* [SOURCE EXCERPT]
######
Dozens of voucher schools have policies that allow them to exclude LGBTQ+ students or those with disabilities. In many cases, it’s legal.
By Phoebe Petrovic
Wisconsin Watch
In 2022, the two Fox Valley Lutheran High School students were a few months from graduating when they got called into the dean’s office.
One was the cheerleading captain and National Honor Society inductee; the other a basketball player, homecoming queen and student council member. Both were accomplished and well-respected students.
Yet in separate meetings with the dean, they learned they faced expulsion — not for cheating or plagiarizing or breaking the law, but because administrators suspected the young women of dating.
The school’s handbook states that “any sexual misconduct,” including “homosexual behavior… on or off campus, will be treated as a serious violation of God’s will and may be grounds for disciplinary action or expulsion.”
State law prohibits public schools from discriminating against students on the basis of sex, sexual orientation or disability, but it does not extend the same protections to private schools — even those receiving public funds.
Fox Valley Lutheran in Appleton is one of 373 of Wisconsin private schools that currently receive public funding through tuition vouchers. According to this year’s preliminary numbers, they serve more than 52,000 voucher students, which amounts to 6% of all students at Wisconsin publicly funded schools. About one-fifth of voucher schools have 90% or more of their students on vouchers, what one scholar describes as “private in name only.”
Wisconsin spent about $443 million this year on the four choice programs. Some Republicans, including 2022 gubernatorial candidate Tim Michels, have pushed for “universal” school choice, which would allow any Wisconsin student, regardless of income, to attend a private school at taxpayer expense.
The cheerleading captain, who spoke to Wisconsin Watch on the condition of anonymity to avoid harassment, recalled the dean saying he’d go easy on them because they were good students. The pair could remain enrolled and graduate, so long as they broke up and spoke with a pastor — and after he outed them to their parents.
######
Entries from a pointing dataset
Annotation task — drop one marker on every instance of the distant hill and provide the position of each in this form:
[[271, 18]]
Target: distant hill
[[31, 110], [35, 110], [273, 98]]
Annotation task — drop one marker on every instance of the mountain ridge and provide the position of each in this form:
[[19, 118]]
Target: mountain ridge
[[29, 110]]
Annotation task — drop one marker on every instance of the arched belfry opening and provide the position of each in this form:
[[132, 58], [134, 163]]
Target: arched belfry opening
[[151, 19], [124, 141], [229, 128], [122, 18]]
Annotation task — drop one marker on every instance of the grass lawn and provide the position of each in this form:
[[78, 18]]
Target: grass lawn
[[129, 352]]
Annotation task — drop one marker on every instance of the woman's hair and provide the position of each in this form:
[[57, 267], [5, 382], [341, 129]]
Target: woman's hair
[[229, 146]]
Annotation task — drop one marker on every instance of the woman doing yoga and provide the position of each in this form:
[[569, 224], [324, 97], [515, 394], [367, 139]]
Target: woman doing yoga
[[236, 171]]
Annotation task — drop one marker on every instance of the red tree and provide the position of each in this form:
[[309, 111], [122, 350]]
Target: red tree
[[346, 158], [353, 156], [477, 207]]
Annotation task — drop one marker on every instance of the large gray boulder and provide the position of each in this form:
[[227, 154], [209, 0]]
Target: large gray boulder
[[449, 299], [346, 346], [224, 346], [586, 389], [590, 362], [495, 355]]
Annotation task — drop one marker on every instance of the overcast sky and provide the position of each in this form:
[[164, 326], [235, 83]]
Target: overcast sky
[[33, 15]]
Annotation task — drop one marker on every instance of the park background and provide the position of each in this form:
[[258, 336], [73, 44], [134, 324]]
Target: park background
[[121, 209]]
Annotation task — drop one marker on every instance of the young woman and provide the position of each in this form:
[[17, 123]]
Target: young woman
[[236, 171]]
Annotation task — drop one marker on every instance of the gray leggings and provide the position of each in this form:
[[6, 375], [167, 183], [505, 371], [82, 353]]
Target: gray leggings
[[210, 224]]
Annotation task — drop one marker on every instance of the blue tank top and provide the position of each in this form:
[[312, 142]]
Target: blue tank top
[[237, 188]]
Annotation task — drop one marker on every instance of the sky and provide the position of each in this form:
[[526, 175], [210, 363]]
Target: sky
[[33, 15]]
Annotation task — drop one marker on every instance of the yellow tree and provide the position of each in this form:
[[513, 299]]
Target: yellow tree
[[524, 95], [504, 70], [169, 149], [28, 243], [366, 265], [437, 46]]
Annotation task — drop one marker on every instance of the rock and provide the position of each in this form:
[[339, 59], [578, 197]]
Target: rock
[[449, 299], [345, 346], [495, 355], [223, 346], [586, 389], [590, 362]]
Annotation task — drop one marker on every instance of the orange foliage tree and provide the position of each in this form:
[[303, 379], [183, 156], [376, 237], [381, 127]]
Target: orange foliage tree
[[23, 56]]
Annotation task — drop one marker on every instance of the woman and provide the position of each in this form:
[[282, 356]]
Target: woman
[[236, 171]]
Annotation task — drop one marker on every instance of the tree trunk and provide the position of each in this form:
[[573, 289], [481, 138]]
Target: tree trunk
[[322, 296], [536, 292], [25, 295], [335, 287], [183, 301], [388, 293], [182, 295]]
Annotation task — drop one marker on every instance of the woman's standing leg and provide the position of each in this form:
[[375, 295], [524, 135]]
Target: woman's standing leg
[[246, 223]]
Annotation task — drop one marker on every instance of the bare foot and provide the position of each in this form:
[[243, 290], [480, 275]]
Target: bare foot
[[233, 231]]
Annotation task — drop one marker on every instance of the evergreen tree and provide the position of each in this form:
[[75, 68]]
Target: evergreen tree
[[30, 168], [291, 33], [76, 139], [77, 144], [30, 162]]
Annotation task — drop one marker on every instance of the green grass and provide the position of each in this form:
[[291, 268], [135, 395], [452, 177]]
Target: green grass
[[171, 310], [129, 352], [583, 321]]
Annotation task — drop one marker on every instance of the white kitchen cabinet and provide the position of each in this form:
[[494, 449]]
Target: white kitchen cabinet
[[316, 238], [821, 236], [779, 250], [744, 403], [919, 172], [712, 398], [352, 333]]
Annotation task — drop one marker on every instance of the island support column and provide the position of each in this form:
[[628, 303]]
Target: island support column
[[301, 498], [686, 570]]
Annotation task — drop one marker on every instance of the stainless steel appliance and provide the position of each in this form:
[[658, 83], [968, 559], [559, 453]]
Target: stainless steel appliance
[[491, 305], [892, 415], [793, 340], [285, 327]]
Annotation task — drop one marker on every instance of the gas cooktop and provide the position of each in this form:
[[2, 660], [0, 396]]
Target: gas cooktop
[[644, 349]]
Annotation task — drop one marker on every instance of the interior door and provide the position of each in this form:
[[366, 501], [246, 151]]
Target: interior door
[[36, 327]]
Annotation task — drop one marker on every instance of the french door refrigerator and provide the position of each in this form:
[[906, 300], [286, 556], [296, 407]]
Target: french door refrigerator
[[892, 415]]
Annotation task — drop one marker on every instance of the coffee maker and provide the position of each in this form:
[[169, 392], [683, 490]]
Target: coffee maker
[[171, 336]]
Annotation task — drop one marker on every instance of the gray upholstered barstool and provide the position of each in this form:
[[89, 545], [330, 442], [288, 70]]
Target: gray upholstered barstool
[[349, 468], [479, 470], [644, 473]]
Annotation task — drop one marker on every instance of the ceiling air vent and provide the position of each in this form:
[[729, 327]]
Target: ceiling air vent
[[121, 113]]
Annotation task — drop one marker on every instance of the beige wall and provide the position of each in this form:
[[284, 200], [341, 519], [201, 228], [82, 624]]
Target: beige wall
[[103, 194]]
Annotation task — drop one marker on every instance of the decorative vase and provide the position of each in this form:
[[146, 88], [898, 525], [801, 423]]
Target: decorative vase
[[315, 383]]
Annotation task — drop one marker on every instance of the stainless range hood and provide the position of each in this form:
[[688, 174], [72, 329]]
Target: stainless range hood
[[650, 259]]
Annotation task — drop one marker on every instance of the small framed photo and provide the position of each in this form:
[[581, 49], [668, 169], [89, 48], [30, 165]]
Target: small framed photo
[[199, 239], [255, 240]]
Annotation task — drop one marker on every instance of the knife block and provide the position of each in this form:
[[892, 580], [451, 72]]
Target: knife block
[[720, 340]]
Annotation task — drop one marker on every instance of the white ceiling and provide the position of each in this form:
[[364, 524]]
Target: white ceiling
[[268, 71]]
######
* [PROBLEMS]
• a. Please rescale the part of the listing that begins at the line containing "the gray leggings" and stops after the line containing "[[246, 223]]". Reproduce those lines with the requests and their format samples unchanged, multiplying every coordinate in the answers by 2.3 and rounding to whole numbers, with halves rounded up.
• b. Extend the article on Wisconsin voucher schools, picking up after its last sentence.

* [WRITTEN RESPONSES]
• a.
Annotation task — drop one marker on every instance of the gray leggings and provide the position of each in this form:
[[6, 375], [167, 183], [505, 371], [82, 353]]
Target: gray leggings
[[483, 515]]
Annotation task — drop one marker on every instance of the blue tank top and provide the position of each in this form:
[[312, 142]]
Target: blue tank top
[[545, 432]]
Annotation task — drop one marker on every instance of the sky and provide the position of each in this form:
[[526, 175], [210, 363]]
Target: sky
[[76, 35]]
Annotation task — drop one marker on every instance of the yellow tree and provide the position of each in this form:
[[513, 299]]
Target: yellow tree
[[1205, 219], [1159, 161], [389, 343], [64, 559], [842, 610], [1005, 106]]
Annotation task — drop one marker on every instance of the rock and provide the position of each in this form:
[[339, 59], [578, 197]]
Target: rock
[[1033, 688], [794, 796], [1139, 817], [513, 796], [1348, 895], [1357, 833]]
Annotation task — drop one marker on every instance of the orange foliage tree and provide the position of each in this form:
[[303, 379], [183, 156], [376, 237], [381, 127]]
Target: orange foliage tree
[[53, 129]]
Annotation task — drop one marker on every instance of the woman and provide the position of each in this form:
[[282, 356]]
Target: woman
[[543, 393]]
Annotation task — drop one marker on every instance of the tree trunk and provide the position of each in this form:
[[573, 289], [481, 138]]
Target: tree trunk
[[741, 681], [1233, 672], [58, 679], [771, 660], [421, 692], [892, 674], [419, 679]]
Annotation task — drop one marker on every instance of the woman's standing leg and provide the position of each in this form:
[[375, 295], [524, 135]]
Target: woman's standing leg
[[566, 513]]

• b.
Leaders from Fox Valley Lutheran did not respond to a request for comment on this account.
The next day, dozens of seniors quietly protested the decision by wearing their school-issued class T-shirts, which were tie-dyed rainbow. The next week, the young woman found herself again meeting with the principal, athletic director and her parents.
She suspected it was “retaliation after the whole rainbow shirt thing” because they’d believed breaking up, religious counseling and forced outing was the “extent” of their punishment.
The principal, Alan Nolte, began with a prayer that asked the “Heavenly Father” to bless the meeting as they “help to build (the student) up,” according to a recording of the meeting.
Nolte then proceeded to ban her from any extracurriculars or school activities that were “a little bit more public in nature” for the rest of the year.
He said their relationship was a sin because “the Bible is clear,” but that the administration was treating it as any other code of conduct violation.
“Our chief concern,” Nolte said. “is your spiritual welfare.”
In an interview, the student said she did not mind a religious school instructing a student to meet with a pastor — but she objected to a taxpayer-funded school meting out punishment based on “moral issues.”
‘Little can be done’
The cheerleading captain didn’t know it, but another student had reached out on her and her girlfriend’s behalf, asking Gov. Tony Evers for help.
“This week two fantastic athletes, (REDACTED) and (REDACTED) were banned from all team sports for being in a homosexual relationship,” the student wrote in an online complaint. “The entire student body is very upset about this, as this could affect (their) careers in sports when it should not.”
The student said: “This is discrimination, and I believe it should be addressed on a government level, as the school receives funding from school choice.”
In an email to Wisconsin Watch, Fox Valley Lutheran’s president said the “details” of the complaint were “not accurate,” but he declined to say how.
Records show Evers’ staff sought guidance from the state Department of Public Instruction on how to respond, but acknowledged that “likely little can be done as it is a private institution.”
In response to questions from Evers’ staff, DPI said it lacked “apparent authority” to intervene on behalf of the student-athletes. It recommended the concerned student contact the school’s governing board or advocacy groups who might connect them with attorneys.
The first governor to raise the LGBTQ+ flag over Wisconsin’s Capitol could not help the gay students. They pretended to break up and laid low until graduation. They’re still dating today.
‘Choice’ for some, not all
Wisconsin is considered the birthplace of the “school choice” movement. The nation’s first publicly funded private voucher program began in Milwaukee in 1990. Initial restrictions, such as limiting vouchers to secular schools, have disappeared as the program has expanded. Today, 32 schools — including at least one with an anti-LGBTQ+ stance — have their entire student bodies on publicly funded vouchers.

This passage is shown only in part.